-------- DONNÉES FOURNIES --------

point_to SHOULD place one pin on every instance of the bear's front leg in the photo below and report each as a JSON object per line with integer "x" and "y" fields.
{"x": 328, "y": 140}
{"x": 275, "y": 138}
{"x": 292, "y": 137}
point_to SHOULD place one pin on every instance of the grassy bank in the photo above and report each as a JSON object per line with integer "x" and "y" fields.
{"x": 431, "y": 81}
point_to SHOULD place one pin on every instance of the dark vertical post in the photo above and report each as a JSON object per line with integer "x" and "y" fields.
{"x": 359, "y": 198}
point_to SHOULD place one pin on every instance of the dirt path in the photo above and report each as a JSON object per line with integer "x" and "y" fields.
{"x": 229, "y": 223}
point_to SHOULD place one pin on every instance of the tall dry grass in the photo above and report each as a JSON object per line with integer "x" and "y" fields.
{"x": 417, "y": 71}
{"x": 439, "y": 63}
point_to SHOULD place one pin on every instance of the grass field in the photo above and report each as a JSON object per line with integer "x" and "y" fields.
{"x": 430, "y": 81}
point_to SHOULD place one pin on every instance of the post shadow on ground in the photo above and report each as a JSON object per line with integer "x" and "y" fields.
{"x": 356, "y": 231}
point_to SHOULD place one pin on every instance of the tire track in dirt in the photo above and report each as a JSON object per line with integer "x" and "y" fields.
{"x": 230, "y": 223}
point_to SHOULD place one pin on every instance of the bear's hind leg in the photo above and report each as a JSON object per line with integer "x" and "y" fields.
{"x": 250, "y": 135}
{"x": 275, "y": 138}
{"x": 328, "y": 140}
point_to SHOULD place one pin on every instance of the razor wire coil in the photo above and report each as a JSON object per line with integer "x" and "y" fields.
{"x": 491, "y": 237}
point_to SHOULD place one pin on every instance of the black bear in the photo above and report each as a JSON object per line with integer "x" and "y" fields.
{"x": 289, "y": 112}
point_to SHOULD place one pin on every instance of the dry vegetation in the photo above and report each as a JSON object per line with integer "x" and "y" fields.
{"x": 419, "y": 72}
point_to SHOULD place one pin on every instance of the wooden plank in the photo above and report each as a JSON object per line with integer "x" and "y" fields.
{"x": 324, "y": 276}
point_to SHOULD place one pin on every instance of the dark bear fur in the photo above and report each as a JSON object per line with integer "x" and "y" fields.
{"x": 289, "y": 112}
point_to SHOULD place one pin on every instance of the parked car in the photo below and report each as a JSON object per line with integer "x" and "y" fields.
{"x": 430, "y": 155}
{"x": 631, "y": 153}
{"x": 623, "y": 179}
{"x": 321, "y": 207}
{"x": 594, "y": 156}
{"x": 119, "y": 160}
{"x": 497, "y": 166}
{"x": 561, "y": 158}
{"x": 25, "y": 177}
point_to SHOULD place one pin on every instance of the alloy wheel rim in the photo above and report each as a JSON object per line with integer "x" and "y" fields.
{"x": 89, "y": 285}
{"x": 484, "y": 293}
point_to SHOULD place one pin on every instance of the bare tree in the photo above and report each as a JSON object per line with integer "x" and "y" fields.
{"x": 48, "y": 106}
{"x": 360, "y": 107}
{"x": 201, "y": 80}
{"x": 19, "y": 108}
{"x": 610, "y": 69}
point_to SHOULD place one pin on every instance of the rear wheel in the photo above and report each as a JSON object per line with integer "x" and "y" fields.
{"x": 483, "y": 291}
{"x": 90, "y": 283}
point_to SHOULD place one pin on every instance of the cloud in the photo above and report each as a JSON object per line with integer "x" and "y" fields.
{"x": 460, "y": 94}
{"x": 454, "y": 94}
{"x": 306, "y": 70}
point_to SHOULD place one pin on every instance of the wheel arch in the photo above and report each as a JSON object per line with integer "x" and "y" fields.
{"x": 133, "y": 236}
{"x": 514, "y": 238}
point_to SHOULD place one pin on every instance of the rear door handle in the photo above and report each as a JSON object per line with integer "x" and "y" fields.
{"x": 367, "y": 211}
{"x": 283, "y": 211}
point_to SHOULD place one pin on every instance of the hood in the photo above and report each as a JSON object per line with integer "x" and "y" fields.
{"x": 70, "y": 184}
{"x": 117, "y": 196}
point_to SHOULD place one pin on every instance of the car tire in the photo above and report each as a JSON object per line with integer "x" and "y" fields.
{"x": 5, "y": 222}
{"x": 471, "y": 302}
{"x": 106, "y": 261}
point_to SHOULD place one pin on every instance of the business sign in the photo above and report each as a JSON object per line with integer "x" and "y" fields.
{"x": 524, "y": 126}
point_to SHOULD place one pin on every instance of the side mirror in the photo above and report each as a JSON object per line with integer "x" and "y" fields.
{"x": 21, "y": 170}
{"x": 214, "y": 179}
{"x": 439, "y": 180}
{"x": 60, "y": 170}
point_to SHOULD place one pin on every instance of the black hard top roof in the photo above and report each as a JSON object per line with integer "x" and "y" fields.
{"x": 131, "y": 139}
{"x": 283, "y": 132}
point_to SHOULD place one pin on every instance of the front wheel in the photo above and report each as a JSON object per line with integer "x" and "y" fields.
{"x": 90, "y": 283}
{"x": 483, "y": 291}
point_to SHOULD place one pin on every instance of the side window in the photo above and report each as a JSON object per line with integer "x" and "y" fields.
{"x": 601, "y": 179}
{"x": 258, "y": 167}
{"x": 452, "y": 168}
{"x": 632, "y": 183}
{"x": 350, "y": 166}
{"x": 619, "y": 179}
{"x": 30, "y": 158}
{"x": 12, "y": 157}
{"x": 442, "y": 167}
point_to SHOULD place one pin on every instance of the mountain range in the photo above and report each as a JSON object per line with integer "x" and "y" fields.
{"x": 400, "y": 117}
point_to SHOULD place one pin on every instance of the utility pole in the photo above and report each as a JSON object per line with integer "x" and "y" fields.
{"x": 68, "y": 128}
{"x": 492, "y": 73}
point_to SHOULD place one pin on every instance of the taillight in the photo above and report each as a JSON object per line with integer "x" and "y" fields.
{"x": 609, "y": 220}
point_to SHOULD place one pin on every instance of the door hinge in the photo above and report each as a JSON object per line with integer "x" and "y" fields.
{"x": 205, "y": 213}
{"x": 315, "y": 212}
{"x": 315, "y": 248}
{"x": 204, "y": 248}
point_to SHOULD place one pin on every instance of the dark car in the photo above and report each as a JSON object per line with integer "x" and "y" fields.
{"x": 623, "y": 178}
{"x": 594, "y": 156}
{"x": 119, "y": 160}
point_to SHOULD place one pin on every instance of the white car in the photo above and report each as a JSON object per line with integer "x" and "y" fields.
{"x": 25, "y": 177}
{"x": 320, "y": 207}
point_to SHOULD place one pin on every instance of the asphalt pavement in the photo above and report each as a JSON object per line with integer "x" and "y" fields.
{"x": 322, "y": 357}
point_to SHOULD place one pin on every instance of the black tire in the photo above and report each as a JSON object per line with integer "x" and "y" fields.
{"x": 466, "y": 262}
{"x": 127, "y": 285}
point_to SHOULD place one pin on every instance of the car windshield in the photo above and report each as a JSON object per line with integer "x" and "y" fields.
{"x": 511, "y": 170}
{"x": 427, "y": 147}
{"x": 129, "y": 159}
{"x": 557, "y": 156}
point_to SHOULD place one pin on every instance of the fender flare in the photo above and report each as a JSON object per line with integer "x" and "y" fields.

--------

| DESCRIPTION DE LA TÂCHE |
Reproduisez mot pour mot chaque ligne du matériel ci-dessus, sans en omettre ni en modifier aucune.

| RÉPONSE COMPLÈTE |
point_to SHOULD place one pin on every instance of the bear's front leg in the photo below and report each as a JSON object per line with integer "x" and "y" fields.
{"x": 328, "y": 140}
{"x": 275, "y": 138}
{"x": 292, "y": 137}
point_to SHOULD place one pin on every instance of the grassy bank in the photo above and report each as a JSON object per line with integer "x" and "y" fields.
{"x": 431, "y": 81}
point_to SHOULD place one pin on every instance of the dark vertical post in the photo above and report each as a JSON object per line with integer "x" and "y" fields.
{"x": 359, "y": 198}
point_to SHOULD place one pin on every instance of the dirt path in the photo above and report each as a JSON object per line with integer "x" and "y" fields.
{"x": 229, "y": 223}
point_to SHOULD place one pin on every instance of the tall dry grass in the photo above and report each as a JSON object per line with integer "x" and "y" fields.
{"x": 417, "y": 71}
{"x": 439, "y": 63}
point_to SHOULD place one pin on every instance of the grass field in the photo above and report each as a JSON object per line with integer "x" and "y" fields.
{"x": 430, "y": 81}
point_to SHOULD place one pin on every instance of the post shadow on ground in the photo above and report each as a JSON object per line with integer "x" and "y" fields.
{"x": 356, "y": 231}
point_to SHOULD place one pin on every instance of the tire track in dirt in the photo above and report each as a JSON object per line with integer "x" and "y" fields.
{"x": 230, "y": 223}
point_to SHOULD place one pin on every instance of the bear's hind leg in the photo above and report each as a JSON object per line with integer "x" and "y" fields.
{"x": 250, "y": 135}
{"x": 275, "y": 138}
{"x": 328, "y": 140}
point_to SHOULD place one pin on every instance of the razor wire coil in the photo above and report each as a JSON object per line with integer "x" and "y" fields.
{"x": 491, "y": 237}
point_to SHOULD place one pin on every instance of the black bear in the photo above and report each as a JSON object per line with integer "x" and "y" fields.
{"x": 289, "y": 112}
point_to SHOULD place one pin on every instance of the dry vegetation in the photo above and report each as a JSON object per line with integer "x" and "y" fields.
{"x": 419, "y": 72}
point_to SHOULD place one pin on every instance of the wooden plank in the photo above and report each as a JSON object per line with integer "x" and "y" fields.
{"x": 324, "y": 276}
point_to SHOULD place one pin on every instance of the dark bear fur in the photo above and report each as a JSON object per line with integer "x" and "y" fields.
{"x": 289, "y": 112}
point_to SHOULD place one pin on every instance of the parked car in the photo below and report each as a JSON object per line with integer "x" and "y" fields.
{"x": 430, "y": 155}
{"x": 631, "y": 153}
{"x": 623, "y": 179}
{"x": 321, "y": 207}
{"x": 594, "y": 156}
{"x": 119, "y": 160}
{"x": 497, "y": 166}
{"x": 561, "y": 158}
{"x": 25, "y": 177}
point_to SHOULD place one pin on every instance of the alloy wheel rim in the photo above and report each as a JSON object per line with integer "x" and "y" fields.
{"x": 89, "y": 285}
{"x": 484, "y": 293}
point_to SHOULD place one pin on every instance of the bare tree in the photo above and report each as a JSON object per line with integer "x" and "y" fields.
{"x": 48, "y": 106}
{"x": 360, "y": 107}
{"x": 201, "y": 80}
{"x": 19, "y": 108}
{"x": 610, "y": 69}
point_to SHOULD place one pin on every instance of the rear wheel in the photo above and report each as a JSON object per line with integer "x" and "y" fields.
{"x": 483, "y": 291}
{"x": 90, "y": 283}
point_to SHOULD place one pin on every instance of the cloud in the photo above and report each as a JSON object per line with integer "x" and "y" fields.
{"x": 460, "y": 94}
{"x": 454, "y": 94}
{"x": 306, "y": 70}
point_to SHOULD place one pin on every instance of the wheel arch in the photo above and report each as a JSON object per line with integer "x" and "y" fields.
{"x": 133, "y": 236}
{"x": 514, "y": 238}
point_to SHOULD place one pin on every instance of the rear door handle in the photo above and report each as a JSON object per line with integer "x" and "y" fields.
{"x": 367, "y": 211}
{"x": 283, "y": 211}
point_to SHOULD place one pin on every instance of the hood in the photo above and report each as a JSON object per line with integer "x" and "y" fields.
{"x": 70, "y": 184}
{"x": 117, "y": 196}
point_to SHOULD place one pin on every instance of the car tire in the photo above and report each as a JSON object per line with integer "x" and "y" fields.
{"x": 5, "y": 222}
{"x": 471, "y": 302}
{"x": 106, "y": 261}
point_to SHOULD place one pin on every instance of the business sign in the photo above and report each as a JSON object per line with integer "x" and "y" fields.
{"x": 524, "y": 126}
point_to SHOULD place one pin on every instance of the side mirror in the photo above and report each as a JSON object per line with integer "x" and "y" fields.
{"x": 21, "y": 170}
{"x": 214, "y": 179}
{"x": 439, "y": 180}
{"x": 60, "y": 170}
point_to SHOULD place one pin on every instance of the black hard top roof in the photo above and report each as a JSON object per line with integer "x" and "y" fields.
{"x": 131, "y": 139}
{"x": 283, "y": 132}
point_to SHOULD place one pin on every instance of the front wheel in the photo above and report each as a JSON object per line with integer "x" and "y" fields.
{"x": 90, "y": 283}
{"x": 483, "y": 291}
point_to SHOULD place one pin on every instance of the side window in the photo above and report each as a JSON object per line with integer "x" and "y" fields.
{"x": 601, "y": 179}
{"x": 258, "y": 167}
{"x": 452, "y": 168}
{"x": 632, "y": 183}
{"x": 350, "y": 166}
{"x": 619, "y": 179}
{"x": 30, "y": 158}
{"x": 12, "y": 157}
{"x": 442, "y": 167}
point_to SHOULD place one pin on every instance of the mountain range in the photo above and report each as a JSON object per line with integer "x" and "y" fields.
{"x": 400, "y": 117}
point_to SHOULD place one pin on every instance of the utility pole in the photo above and report each as a JSON object per line with integer "x" and "y" fields.
{"x": 68, "y": 128}
{"x": 492, "y": 73}
point_to SHOULD place one pin on every instance of the taillight in the photo above and report each as a JSON object per line with integer "x" and "y" fields.
{"x": 609, "y": 220}
point_to SHOULD place one pin on every instance of the door hinge in the photo above and report each as a JSON object per line with integer "x" and "y" fields.
{"x": 205, "y": 213}
{"x": 315, "y": 212}
{"x": 315, "y": 248}
{"x": 204, "y": 248}
point_to SHOULD place one pin on every instance of the dark car in the photo above and report each as a JSON object per line with integer "x" and "y" fields.
{"x": 623, "y": 178}
{"x": 594, "y": 156}
{"x": 119, "y": 160}
point_to SHOULD place one pin on every instance of the white car in the photo above and report each as a JSON object per line with integer "x" and "y" fields.
{"x": 25, "y": 177}
{"x": 320, "y": 207}
point_to SHOULD place one pin on every instance of the asphalt pavement in the photo above and report each as a JSON object per line with integer "x" and "y" fields.
{"x": 322, "y": 357}
point_to SHOULD place one pin on every instance of the black tire in the photo above and report each as a JSON object per line with integer "x" and "y" fields.
{"x": 466, "y": 262}
{"x": 127, "y": 285}
point_to SHOULD place one pin on every instance of the car windshield in the photo above and report each as a JSON object per line with integer "x" and "y" fields.
{"x": 511, "y": 170}
{"x": 427, "y": 147}
{"x": 129, "y": 159}
{"x": 557, "y": 156}
point_to SHOULD place one pin on every instance of the fender flare in the photo above and report each as a JSON object per line with integer "x" and "y" fields.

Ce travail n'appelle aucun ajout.